Data for this task —
--- begin ---

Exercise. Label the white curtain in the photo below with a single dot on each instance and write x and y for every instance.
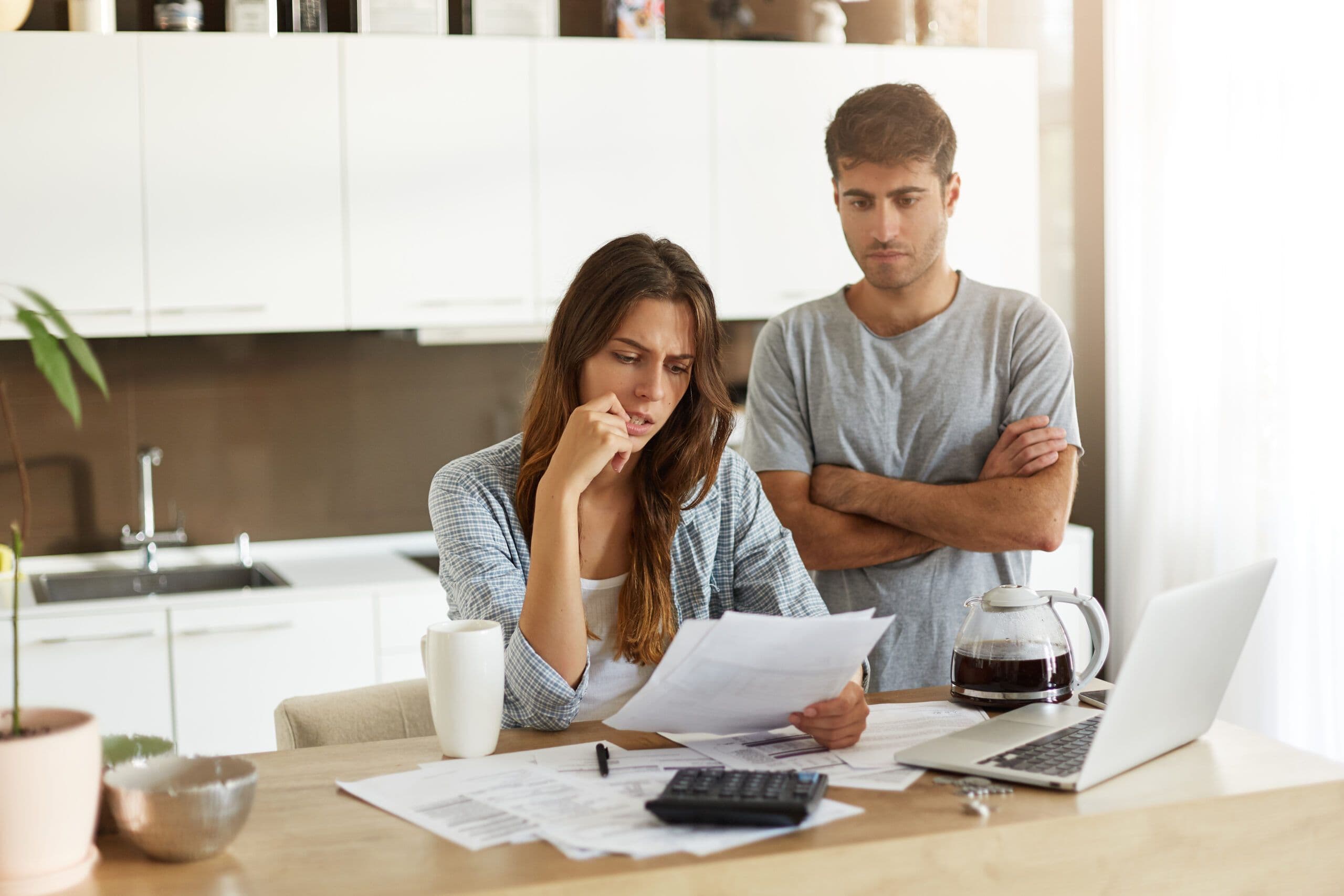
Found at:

--- end ---
--- begin ---

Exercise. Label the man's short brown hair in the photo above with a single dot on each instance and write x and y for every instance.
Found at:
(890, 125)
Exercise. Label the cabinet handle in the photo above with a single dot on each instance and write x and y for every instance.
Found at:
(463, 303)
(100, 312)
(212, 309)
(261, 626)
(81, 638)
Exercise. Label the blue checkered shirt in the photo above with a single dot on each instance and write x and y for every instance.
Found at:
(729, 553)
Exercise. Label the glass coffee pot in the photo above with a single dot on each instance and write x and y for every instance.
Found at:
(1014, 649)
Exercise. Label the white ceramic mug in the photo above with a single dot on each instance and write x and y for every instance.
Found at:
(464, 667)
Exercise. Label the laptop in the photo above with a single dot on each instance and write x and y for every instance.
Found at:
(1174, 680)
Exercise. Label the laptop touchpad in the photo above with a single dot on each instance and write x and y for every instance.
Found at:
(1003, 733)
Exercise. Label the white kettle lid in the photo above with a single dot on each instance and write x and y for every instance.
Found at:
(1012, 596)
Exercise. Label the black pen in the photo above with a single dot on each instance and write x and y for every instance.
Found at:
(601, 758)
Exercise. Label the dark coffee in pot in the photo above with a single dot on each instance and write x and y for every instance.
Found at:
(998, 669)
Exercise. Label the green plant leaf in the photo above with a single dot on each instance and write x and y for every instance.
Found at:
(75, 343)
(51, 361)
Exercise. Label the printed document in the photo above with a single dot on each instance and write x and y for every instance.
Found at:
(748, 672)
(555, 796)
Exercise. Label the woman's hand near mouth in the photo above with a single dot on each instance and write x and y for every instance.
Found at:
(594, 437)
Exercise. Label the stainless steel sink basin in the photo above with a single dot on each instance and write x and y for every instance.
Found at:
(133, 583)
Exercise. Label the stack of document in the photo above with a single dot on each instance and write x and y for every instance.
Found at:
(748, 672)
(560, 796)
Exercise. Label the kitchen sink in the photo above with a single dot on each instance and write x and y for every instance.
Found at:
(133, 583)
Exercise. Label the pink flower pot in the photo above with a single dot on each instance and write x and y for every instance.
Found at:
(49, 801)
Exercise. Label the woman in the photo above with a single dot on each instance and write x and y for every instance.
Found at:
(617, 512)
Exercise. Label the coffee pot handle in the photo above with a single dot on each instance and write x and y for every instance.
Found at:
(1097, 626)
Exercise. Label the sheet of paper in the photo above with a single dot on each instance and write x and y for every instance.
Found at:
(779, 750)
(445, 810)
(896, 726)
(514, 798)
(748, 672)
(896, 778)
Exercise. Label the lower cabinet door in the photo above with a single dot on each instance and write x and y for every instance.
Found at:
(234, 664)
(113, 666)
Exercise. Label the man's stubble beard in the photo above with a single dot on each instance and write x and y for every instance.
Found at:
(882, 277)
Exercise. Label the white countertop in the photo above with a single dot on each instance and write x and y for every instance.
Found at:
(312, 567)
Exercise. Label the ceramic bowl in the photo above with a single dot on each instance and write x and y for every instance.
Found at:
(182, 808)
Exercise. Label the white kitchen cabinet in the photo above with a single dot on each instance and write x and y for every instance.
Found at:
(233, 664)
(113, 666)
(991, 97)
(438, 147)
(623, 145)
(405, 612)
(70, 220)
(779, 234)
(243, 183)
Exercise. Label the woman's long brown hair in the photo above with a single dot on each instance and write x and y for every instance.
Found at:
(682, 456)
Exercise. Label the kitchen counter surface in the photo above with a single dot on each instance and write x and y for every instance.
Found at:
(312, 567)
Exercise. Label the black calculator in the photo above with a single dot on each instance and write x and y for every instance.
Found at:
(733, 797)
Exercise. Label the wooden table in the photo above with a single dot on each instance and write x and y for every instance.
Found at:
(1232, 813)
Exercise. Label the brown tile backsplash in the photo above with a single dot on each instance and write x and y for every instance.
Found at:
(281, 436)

--- end ---
--- begin ---

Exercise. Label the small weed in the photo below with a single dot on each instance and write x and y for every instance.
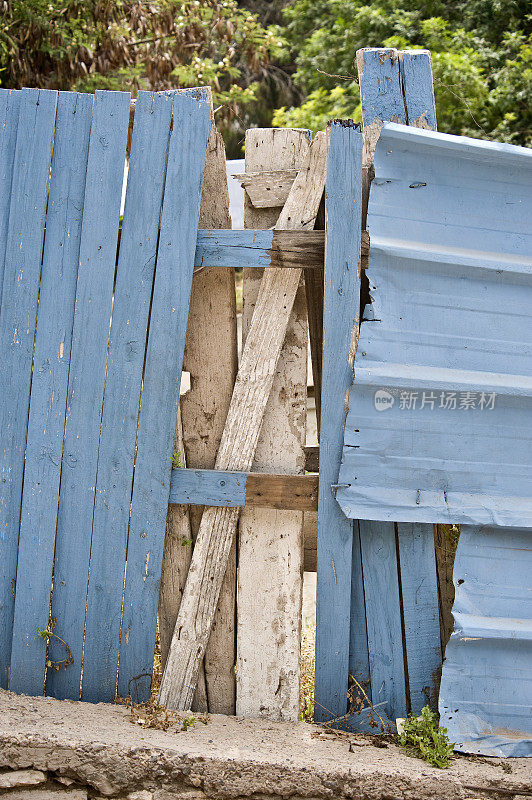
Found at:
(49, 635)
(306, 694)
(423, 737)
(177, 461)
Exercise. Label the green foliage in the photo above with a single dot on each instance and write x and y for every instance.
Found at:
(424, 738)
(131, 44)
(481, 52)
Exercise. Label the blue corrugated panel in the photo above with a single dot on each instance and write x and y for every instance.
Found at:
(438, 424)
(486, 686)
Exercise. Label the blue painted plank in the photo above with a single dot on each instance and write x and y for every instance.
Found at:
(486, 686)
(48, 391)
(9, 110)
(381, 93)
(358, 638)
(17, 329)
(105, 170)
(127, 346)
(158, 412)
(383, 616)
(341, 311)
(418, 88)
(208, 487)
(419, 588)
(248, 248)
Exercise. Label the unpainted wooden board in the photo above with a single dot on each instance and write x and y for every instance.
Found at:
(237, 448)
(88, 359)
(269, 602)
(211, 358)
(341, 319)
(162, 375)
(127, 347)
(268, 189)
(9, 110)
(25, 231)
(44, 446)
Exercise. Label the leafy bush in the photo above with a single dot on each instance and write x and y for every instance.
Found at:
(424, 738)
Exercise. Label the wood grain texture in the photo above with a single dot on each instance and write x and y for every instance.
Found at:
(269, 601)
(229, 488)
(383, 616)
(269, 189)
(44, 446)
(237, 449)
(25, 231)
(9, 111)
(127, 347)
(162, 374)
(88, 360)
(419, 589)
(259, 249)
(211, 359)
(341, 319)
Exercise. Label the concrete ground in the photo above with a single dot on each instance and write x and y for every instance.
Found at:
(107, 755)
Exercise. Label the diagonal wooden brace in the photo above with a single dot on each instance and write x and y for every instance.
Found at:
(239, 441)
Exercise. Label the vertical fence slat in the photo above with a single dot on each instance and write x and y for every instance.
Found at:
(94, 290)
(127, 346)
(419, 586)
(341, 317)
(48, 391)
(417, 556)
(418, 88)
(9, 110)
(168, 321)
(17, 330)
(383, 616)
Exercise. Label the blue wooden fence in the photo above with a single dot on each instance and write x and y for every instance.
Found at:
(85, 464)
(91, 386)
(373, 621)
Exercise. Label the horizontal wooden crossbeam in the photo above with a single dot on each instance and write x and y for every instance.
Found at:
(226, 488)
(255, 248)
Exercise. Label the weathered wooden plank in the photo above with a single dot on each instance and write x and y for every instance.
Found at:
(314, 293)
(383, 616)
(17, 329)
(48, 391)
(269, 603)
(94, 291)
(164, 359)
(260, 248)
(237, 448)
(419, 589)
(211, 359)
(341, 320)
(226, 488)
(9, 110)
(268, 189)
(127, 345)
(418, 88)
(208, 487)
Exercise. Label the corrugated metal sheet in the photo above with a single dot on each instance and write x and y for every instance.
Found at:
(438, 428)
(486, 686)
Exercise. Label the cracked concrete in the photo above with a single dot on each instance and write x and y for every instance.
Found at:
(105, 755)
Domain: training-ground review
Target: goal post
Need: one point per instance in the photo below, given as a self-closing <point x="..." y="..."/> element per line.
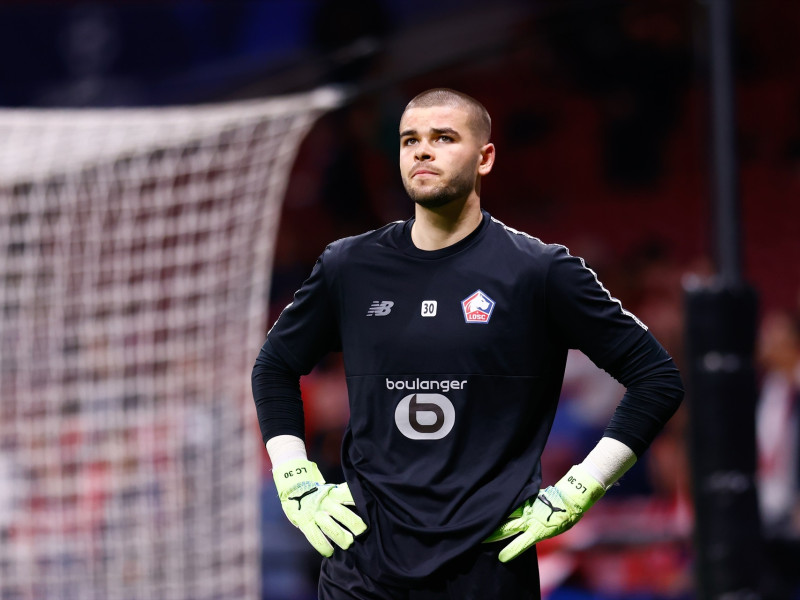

--- end ---

Exercise goal —
Return each line of the material above that contains the word "concrete". Case counts.

Finished exercise —
Exercise. Label the concrete ground in the photo above with a single dot on each instance and write x and y for every instance.
Exercise. Label the cracked concrete in the photo above with a single dot on each instance and write x and y for every instance.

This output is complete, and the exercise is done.